→ WHAT YOU ARE ASKED TO DO
Starting with the first line below, reproduce each line exactly until you have included the one bearing "Call locate_point to put a point on the letter b".

Items listed in a dataset
/---

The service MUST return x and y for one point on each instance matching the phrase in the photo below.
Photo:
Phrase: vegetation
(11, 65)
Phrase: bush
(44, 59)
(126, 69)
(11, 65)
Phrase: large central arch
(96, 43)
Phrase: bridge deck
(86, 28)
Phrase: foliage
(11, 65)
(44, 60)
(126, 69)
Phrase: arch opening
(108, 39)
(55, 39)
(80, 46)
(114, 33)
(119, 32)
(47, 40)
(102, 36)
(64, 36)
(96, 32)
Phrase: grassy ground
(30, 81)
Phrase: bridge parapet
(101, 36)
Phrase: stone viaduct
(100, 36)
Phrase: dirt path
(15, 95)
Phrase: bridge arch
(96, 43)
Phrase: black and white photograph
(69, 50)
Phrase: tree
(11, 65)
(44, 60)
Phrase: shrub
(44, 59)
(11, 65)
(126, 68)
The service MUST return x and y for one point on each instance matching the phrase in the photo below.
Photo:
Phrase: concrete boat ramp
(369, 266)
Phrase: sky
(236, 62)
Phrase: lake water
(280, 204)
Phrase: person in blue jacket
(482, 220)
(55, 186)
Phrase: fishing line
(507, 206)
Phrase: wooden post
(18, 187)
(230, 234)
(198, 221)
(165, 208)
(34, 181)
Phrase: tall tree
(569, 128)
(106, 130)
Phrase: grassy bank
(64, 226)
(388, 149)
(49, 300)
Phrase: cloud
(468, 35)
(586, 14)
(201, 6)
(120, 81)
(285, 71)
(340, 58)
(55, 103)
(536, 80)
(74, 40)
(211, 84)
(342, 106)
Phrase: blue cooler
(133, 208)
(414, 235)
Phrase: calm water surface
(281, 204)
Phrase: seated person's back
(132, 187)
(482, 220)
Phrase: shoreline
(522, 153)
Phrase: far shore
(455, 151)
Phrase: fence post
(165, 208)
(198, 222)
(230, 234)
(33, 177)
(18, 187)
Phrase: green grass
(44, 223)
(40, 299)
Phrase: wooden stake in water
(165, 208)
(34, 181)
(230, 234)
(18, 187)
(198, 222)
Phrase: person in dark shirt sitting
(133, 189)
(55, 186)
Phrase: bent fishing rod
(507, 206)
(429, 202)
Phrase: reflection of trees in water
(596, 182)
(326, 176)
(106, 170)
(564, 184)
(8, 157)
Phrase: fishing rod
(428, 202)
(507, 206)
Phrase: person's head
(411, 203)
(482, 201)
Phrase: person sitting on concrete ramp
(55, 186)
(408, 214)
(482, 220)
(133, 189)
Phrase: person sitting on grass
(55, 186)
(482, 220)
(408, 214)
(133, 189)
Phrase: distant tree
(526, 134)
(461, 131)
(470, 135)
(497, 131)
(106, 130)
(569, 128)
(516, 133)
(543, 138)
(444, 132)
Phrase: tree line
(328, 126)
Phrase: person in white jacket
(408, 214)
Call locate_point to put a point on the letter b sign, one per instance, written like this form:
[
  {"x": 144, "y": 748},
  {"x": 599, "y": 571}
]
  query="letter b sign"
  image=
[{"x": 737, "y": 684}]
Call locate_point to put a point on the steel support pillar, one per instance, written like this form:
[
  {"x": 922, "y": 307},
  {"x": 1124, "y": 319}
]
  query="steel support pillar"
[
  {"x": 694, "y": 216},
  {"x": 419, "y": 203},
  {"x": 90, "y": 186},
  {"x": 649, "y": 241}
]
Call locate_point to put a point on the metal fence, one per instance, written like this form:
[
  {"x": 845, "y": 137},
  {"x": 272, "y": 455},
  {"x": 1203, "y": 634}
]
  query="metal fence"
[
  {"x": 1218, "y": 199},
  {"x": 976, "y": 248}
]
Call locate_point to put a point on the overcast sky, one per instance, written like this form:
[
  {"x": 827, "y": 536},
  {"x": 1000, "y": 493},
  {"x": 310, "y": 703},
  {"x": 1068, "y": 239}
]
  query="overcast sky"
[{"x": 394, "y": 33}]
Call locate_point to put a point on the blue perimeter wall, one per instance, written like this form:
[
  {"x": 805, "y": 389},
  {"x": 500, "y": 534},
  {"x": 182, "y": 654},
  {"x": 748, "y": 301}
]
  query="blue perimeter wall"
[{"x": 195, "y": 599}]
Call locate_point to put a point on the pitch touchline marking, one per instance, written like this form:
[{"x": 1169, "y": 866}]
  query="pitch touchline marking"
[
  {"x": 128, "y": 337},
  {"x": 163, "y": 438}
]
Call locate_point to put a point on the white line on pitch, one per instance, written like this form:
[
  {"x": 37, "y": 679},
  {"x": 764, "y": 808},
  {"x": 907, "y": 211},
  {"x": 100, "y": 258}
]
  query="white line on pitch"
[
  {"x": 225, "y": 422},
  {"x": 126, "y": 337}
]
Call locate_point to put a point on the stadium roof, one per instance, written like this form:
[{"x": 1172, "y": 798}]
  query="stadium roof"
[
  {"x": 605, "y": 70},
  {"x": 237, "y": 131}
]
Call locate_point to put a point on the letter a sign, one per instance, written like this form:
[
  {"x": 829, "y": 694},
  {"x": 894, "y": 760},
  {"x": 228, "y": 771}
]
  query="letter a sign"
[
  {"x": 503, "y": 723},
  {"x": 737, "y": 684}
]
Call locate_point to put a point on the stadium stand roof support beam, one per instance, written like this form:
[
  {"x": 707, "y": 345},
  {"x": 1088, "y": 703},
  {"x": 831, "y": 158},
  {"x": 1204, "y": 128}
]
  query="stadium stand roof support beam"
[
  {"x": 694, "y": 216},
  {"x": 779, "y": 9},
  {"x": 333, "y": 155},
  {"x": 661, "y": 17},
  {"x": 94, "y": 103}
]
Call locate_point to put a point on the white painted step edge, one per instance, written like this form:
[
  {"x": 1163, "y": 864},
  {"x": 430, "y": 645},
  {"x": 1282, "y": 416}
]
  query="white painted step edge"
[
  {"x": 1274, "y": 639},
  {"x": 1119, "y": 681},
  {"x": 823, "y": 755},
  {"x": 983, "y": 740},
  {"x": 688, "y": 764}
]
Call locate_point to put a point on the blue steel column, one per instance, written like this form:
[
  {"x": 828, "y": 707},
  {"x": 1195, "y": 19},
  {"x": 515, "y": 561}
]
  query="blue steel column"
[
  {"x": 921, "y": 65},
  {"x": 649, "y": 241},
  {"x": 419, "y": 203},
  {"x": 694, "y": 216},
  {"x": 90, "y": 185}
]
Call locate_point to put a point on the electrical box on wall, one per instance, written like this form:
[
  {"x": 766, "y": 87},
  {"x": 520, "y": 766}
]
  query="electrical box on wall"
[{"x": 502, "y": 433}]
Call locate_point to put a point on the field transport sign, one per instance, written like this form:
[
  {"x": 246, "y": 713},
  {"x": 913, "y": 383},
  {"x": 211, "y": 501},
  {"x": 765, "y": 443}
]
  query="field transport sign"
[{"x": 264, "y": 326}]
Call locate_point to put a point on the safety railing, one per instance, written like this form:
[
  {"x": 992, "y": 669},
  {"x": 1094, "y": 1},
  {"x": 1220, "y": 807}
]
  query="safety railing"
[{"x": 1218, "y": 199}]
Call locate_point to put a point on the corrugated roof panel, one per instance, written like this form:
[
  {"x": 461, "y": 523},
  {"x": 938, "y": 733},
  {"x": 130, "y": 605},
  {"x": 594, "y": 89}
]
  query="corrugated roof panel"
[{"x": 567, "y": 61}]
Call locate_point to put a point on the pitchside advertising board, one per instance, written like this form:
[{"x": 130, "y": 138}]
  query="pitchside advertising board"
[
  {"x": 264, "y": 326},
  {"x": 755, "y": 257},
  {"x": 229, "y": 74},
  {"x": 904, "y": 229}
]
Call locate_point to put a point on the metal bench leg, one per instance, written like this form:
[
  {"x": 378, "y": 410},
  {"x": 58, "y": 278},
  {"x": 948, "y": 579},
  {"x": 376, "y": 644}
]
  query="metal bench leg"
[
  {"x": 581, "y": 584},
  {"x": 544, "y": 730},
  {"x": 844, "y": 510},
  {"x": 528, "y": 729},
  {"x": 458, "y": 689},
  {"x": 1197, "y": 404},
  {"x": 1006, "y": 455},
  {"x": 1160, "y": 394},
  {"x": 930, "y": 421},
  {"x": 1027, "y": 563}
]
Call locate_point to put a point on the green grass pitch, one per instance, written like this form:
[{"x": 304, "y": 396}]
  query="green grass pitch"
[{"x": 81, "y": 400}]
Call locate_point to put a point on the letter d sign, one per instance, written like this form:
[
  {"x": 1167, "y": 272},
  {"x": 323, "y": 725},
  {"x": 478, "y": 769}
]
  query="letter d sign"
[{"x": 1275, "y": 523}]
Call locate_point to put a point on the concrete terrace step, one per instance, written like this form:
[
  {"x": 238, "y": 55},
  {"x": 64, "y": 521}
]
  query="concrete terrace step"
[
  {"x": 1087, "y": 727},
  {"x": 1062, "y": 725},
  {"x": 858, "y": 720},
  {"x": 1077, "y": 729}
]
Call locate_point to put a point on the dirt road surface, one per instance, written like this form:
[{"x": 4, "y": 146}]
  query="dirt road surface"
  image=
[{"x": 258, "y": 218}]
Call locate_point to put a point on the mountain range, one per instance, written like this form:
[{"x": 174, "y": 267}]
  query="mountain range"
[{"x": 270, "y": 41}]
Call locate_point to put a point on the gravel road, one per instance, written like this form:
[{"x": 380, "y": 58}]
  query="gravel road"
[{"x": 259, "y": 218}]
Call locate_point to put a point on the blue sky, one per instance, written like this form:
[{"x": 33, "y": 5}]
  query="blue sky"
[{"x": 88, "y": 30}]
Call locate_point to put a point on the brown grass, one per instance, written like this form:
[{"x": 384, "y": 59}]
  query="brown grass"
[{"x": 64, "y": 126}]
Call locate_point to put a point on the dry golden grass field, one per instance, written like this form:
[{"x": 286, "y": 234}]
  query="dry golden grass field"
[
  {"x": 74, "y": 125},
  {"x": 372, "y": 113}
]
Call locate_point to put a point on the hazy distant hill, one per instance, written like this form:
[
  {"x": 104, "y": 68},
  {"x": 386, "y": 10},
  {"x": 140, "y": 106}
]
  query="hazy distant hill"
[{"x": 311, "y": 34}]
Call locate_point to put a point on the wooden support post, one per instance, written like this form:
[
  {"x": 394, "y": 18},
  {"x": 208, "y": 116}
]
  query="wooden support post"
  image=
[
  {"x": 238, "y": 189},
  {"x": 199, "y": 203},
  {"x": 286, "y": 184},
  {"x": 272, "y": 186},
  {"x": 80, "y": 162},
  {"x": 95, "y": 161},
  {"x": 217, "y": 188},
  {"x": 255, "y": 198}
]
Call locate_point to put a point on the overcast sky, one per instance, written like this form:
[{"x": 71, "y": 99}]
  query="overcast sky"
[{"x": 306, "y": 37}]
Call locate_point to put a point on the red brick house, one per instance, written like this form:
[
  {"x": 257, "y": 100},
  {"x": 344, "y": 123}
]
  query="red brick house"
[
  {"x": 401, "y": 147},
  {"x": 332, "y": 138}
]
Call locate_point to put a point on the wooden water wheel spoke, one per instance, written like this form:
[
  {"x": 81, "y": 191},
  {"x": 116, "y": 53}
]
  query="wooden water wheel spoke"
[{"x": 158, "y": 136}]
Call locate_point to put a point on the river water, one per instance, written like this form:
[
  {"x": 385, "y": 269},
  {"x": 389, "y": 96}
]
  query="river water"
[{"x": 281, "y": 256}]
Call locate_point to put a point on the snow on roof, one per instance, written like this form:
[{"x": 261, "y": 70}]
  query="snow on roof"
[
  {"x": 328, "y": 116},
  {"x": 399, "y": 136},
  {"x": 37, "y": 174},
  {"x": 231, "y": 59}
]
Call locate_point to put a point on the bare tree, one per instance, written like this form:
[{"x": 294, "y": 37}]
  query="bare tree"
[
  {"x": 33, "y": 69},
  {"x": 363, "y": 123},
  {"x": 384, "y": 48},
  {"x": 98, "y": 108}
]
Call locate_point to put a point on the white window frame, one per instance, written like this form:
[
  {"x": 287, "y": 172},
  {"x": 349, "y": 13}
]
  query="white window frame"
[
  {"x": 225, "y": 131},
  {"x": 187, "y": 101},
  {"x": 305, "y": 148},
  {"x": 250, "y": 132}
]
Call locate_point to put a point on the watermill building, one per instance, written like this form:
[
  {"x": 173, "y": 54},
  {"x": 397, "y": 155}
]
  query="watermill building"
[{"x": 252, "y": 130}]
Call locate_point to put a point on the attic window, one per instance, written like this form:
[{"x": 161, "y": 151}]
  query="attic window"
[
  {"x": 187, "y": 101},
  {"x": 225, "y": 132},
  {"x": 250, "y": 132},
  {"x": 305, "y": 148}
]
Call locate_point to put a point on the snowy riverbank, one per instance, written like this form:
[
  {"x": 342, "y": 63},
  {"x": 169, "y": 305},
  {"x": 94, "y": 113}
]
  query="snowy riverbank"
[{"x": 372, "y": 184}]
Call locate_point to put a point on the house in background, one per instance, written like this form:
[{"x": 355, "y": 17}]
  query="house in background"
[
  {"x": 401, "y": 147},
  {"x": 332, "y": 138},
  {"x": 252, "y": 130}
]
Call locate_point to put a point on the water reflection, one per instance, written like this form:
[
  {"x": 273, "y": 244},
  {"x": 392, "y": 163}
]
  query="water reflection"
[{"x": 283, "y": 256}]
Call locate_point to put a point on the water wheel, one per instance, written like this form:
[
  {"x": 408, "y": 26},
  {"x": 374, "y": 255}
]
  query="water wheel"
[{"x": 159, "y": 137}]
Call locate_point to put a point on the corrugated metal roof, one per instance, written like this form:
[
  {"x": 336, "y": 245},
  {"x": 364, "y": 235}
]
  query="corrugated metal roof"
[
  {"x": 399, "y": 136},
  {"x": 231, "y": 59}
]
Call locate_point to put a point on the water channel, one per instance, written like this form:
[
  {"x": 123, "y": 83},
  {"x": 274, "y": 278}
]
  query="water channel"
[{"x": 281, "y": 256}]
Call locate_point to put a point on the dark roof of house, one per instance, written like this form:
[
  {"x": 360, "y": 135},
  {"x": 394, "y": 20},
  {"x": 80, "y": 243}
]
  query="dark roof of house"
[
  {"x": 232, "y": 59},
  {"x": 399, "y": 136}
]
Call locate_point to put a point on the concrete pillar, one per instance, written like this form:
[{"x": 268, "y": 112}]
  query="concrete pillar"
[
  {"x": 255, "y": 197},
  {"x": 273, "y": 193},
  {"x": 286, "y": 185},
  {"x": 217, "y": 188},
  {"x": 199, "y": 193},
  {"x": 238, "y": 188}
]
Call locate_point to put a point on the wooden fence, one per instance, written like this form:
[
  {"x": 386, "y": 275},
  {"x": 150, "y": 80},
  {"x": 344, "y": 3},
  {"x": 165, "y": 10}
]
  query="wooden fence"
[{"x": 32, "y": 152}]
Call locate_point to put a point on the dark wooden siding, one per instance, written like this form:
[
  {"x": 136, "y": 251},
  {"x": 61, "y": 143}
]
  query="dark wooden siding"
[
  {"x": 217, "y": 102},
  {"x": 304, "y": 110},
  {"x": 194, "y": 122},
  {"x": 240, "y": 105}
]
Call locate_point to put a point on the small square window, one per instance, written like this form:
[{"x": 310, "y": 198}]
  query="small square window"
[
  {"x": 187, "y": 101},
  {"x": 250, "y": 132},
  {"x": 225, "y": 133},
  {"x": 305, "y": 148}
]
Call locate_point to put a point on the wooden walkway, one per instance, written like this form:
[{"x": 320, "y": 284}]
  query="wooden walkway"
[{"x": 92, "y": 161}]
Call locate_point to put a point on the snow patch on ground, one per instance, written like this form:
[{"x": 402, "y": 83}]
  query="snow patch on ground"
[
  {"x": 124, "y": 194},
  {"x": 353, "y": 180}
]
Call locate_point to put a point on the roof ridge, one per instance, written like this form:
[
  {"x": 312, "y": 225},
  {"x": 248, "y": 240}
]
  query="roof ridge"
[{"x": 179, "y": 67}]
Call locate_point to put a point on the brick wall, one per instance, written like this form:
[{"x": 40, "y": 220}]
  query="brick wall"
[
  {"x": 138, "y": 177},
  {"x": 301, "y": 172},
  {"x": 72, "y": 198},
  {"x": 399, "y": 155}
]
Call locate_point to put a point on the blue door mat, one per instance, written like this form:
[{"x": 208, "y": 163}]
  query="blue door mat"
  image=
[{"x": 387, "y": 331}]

\---

→ SOLVED PROBLEM
The service MUST return x and y for one point on each instance matching the phrase in the photo below.
Photo:
Phrase: vegetation
(11, 65)
Phrase: bush
(44, 59)
(126, 69)
(11, 65)
Phrase: large central arch
(96, 43)
Phrase: bridge deck
(86, 28)
Phrase: foliage
(11, 65)
(44, 60)
(126, 69)
Phrase: arch opening
(108, 39)
(55, 39)
(80, 46)
(114, 33)
(119, 32)
(47, 40)
(102, 36)
(64, 36)
(96, 32)
Phrase: grassy ground
(30, 81)
Phrase: bridge parapet
(101, 36)
Phrase: stone viaduct
(100, 36)
Phrase: dirt path
(15, 95)
Phrase: bridge arch
(96, 43)
Phrase: black and white photograph
(69, 50)
Phrase: tree
(11, 65)
(44, 60)
Phrase: shrub
(44, 59)
(11, 65)
(126, 68)
The service MUST return x and y for one point on each instance matching the phrase in the photo below.
Photo:
Phrase: concrete boat ramp
(369, 266)
Phrase: sky
(236, 62)
Phrase: lake water
(280, 204)
Phrase: person in blue jacket
(482, 220)
(55, 186)
Phrase: fishing line
(507, 206)
Phrase: wooden post
(18, 187)
(230, 234)
(198, 221)
(165, 208)
(34, 181)
Phrase: tall tree
(569, 128)
(106, 130)
Phrase: grassy bank
(64, 226)
(388, 149)
(49, 300)
Phrase: cloud
(468, 35)
(586, 14)
(201, 6)
(120, 81)
(285, 71)
(340, 58)
(55, 103)
(536, 80)
(74, 40)
(211, 84)
(342, 106)
Phrase: blue cooler
(133, 208)
(414, 235)
Phrase: calm water surface
(281, 204)
Phrase: seated person's back
(132, 187)
(482, 220)
Phrase: shoreline
(522, 153)
Phrase: far shore
(455, 151)
Phrase: fence post
(165, 208)
(198, 222)
(230, 234)
(33, 177)
(18, 187)
Phrase: green grass
(44, 223)
(40, 299)
Phrase: wooden stake in water
(165, 208)
(34, 181)
(230, 234)
(18, 187)
(198, 222)
Phrase: person in dark shirt sitting
(133, 189)
(55, 186)
Phrase: bent fishing rod
(507, 206)
(429, 202)
Phrase: reflection of trees in water
(596, 182)
(326, 176)
(106, 170)
(564, 184)
(8, 157)
Phrase: fishing rod
(428, 202)
(507, 206)
Phrase: person's head
(411, 203)
(482, 201)
Phrase: person sitting on concrete ramp
(55, 186)
(408, 214)
(482, 220)
(133, 189)
Phrase: person sitting on grass
(55, 186)
(482, 220)
(408, 214)
(133, 189)
Phrase: distant tree
(526, 134)
(461, 131)
(470, 135)
(497, 131)
(106, 130)
(569, 128)
(516, 133)
(543, 138)
(444, 132)
Phrase: tree line
(328, 126)
Phrase: person in white jacket
(408, 214)
Call locate_point to put a point on the letter b sign, one per instance, written like this form:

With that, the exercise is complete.